- _GIVEN INSTRUCTION_: Rewrite the lines below with "instance" changed to "occurrence" and nothing else altered.

####################

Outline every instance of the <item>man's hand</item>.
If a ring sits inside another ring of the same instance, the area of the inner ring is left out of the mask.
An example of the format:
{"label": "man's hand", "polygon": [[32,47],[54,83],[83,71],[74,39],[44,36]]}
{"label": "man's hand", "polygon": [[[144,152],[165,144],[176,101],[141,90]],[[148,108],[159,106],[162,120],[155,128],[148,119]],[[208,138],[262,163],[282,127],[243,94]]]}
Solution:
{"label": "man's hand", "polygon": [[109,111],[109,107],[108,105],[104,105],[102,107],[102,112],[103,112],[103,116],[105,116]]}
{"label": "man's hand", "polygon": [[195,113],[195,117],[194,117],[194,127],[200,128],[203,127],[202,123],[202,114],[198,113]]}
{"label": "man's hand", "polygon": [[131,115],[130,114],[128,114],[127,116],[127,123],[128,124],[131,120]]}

####################

- _REPLY TO THE EXERCISE_:
Outline every occurrence of the <item>man's hand</item>.
If a ring sits inside another ring of the same occurrence, the area of the inner ring is left out of the mask.
An example of the format:
{"label": "man's hand", "polygon": [[32,47],[54,83],[83,71],[74,39],[44,36]]}
{"label": "man's hand", "polygon": [[[144,152],[165,144],[176,101],[141,90]],[[148,108],[159,106],[162,120],[155,128],[148,119]],[[208,138],[262,163],[282,127],[243,94]]]}
Solution:
{"label": "man's hand", "polygon": [[109,111],[109,107],[108,105],[104,105],[102,107],[102,112],[103,112],[103,116],[105,116]]}
{"label": "man's hand", "polygon": [[195,113],[195,117],[194,117],[194,127],[200,128],[203,127],[202,123],[202,114],[198,113]]}
{"label": "man's hand", "polygon": [[131,115],[130,114],[128,114],[127,116],[127,123],[128,124],[131,120]]}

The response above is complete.